▶ _Provided passage_:
-- -- --
# lathe belt changing?



## Adkpk (Feb 22, 2009)

It doesn't seem right to me but the only way I can see to install a new belt on my lathe is to press the bearing out? Does anyone with a lathe know what it takes to remove the pulley from the bearings to get the belt around it? It's a real old craftsman. Should I just whack on one end with a hammer?


----------



## Stihl-in-Ky (Feb 22, 2009)

What kind of lathe wood or metal a pic would help.My old craftsman wood lathe you have to take off the gaurd.


----------



## glennschumann (Feb 22, 2009)

I wouldn't press or pound them out if they are in good working order. There is a product called "Link belt" that I used on my lathe. It is a "V" belt that gets assembled kind of like a regular chain. You can assemble it around the shaft without removing it. I think Rockler or Woodcraft have them available. You buy them by the foot or inch. Supposedly this product reduces vibration too.
Hope that helps.


----------



## Adkpk (Feb 22, 2009)

I'll try to get a pic up tomorrow. 
Thanks glenn I think that might be a good solution.


----------



## TNMIKE (Feb 22, 2009)

*Wood or metal lathe??*

If its metal here is a link that will help

http://www.atlas-press.com/tb_12bg.htm

Just out of curiosity,,why ask this on a chainsaw milling forum??


----------



## hazard (Feb 23, 2009)

Is there a chance of unbolting the motor and lifting it up?
-- -- --
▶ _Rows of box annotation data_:
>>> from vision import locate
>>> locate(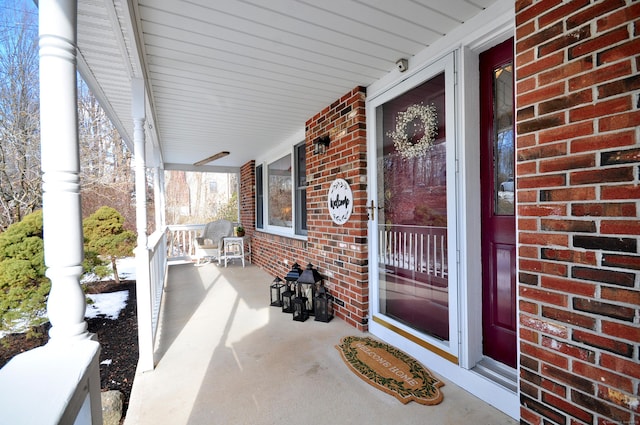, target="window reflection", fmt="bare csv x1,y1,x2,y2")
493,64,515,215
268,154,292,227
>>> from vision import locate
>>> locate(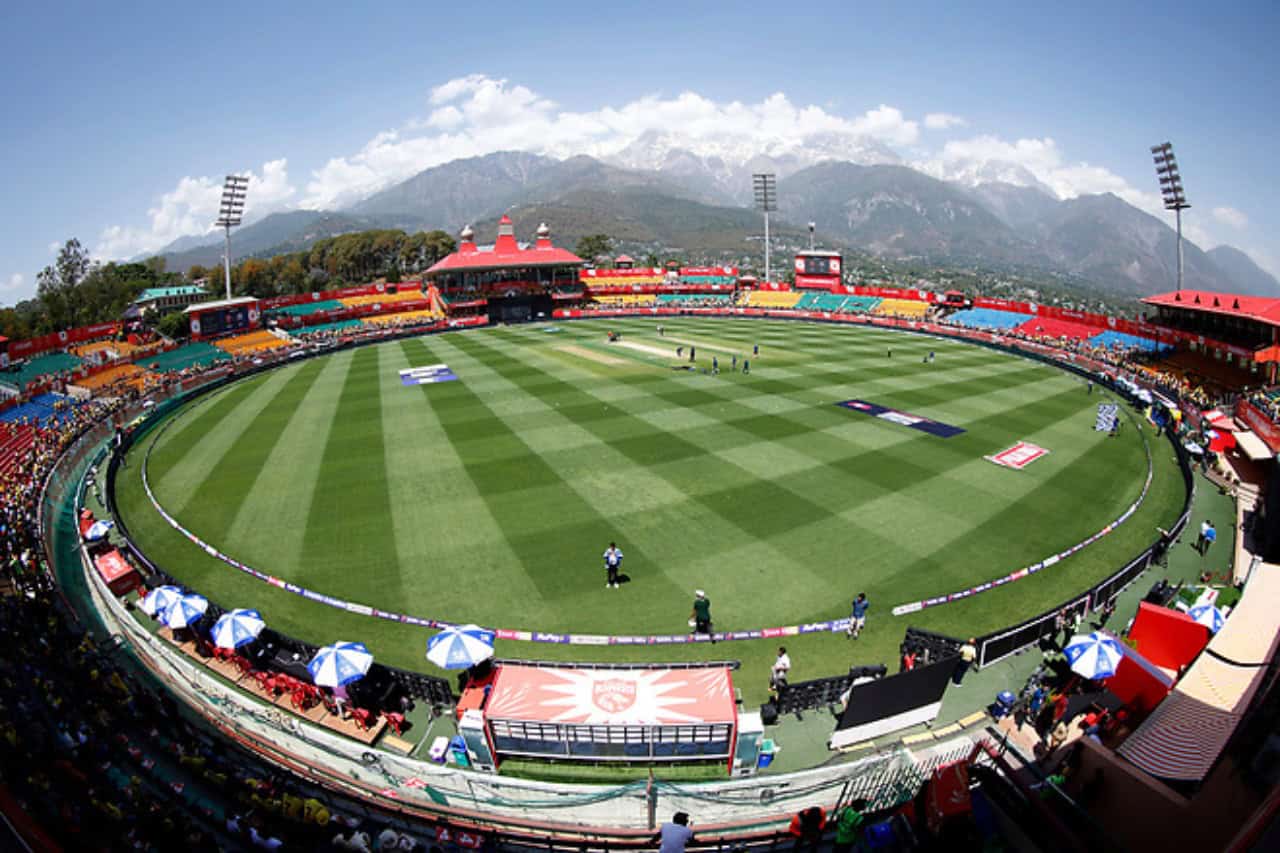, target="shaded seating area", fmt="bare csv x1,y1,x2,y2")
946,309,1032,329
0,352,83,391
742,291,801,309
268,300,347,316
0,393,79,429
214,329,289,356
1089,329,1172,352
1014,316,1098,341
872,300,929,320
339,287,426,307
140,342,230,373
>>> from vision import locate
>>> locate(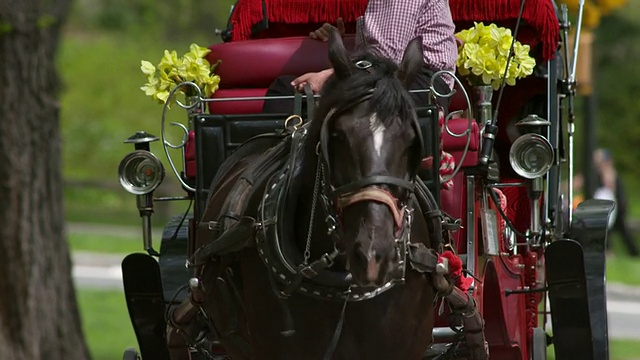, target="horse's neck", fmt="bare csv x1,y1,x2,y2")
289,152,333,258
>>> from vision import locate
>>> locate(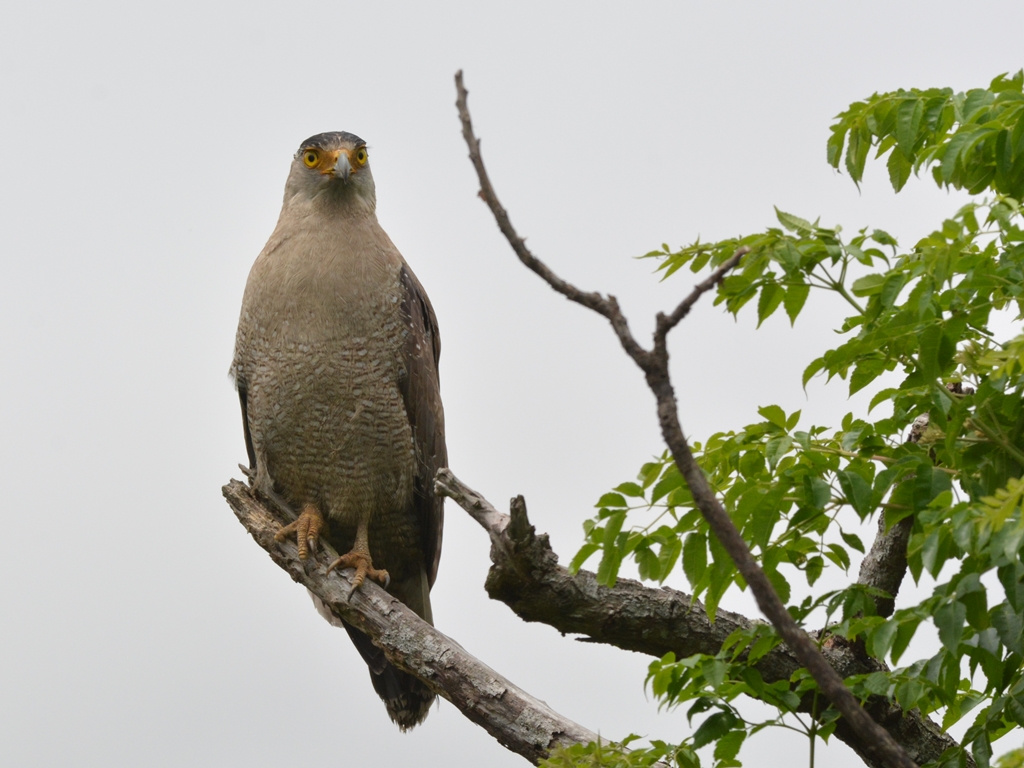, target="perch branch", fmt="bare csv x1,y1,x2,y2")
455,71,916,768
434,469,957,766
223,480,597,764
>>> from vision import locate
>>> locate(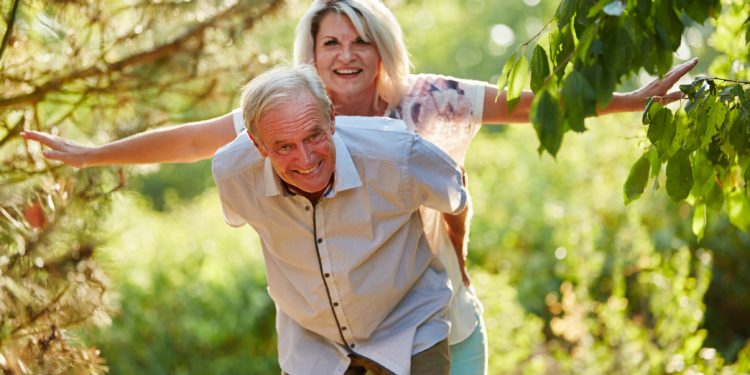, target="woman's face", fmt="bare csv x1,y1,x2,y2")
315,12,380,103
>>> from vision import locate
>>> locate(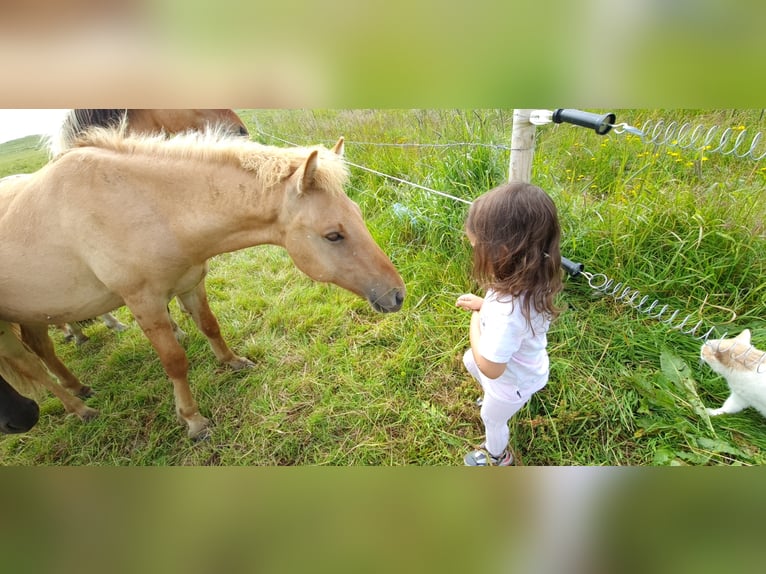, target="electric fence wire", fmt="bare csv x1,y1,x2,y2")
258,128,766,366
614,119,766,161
-- -- --
▶ _Problems to solve_:
**a.** In the lathe belt thread, why does glennschumann recommend a link belt instead of pressing or pounding out the bearings? Answer in one to three sentences.
**b.** Can you copy the lathe belt thread word for word, starting with "## glennschumann (Feb" and going on through "reduces vibration too."?
These lines have nothing to do with the lathe belt thread.

▶ _Task-by-task outputs_:
**a.** A link belt is a "V" belt that goes together like a regular chain, so it can be assembled around the shaft without removing anything. That avoids pressing or pounding out bearings that are still in good working order. glennschumann also mentions that this type of belt supposedly reduces vibration.

**b.**
## glennschumann (Feb 22, 2009)

I wouldn't press or pound them out if they are in good working order. There is a product called "Link belt" that I used on my lathe. It is a "V" belt that gets assembled kind of like a regular chain. You can assemble it around the shaft without removing it. I think Rockler or Woodcraft have them available. You buy them by the foot or inch. Supposedly this product reduces vibration too.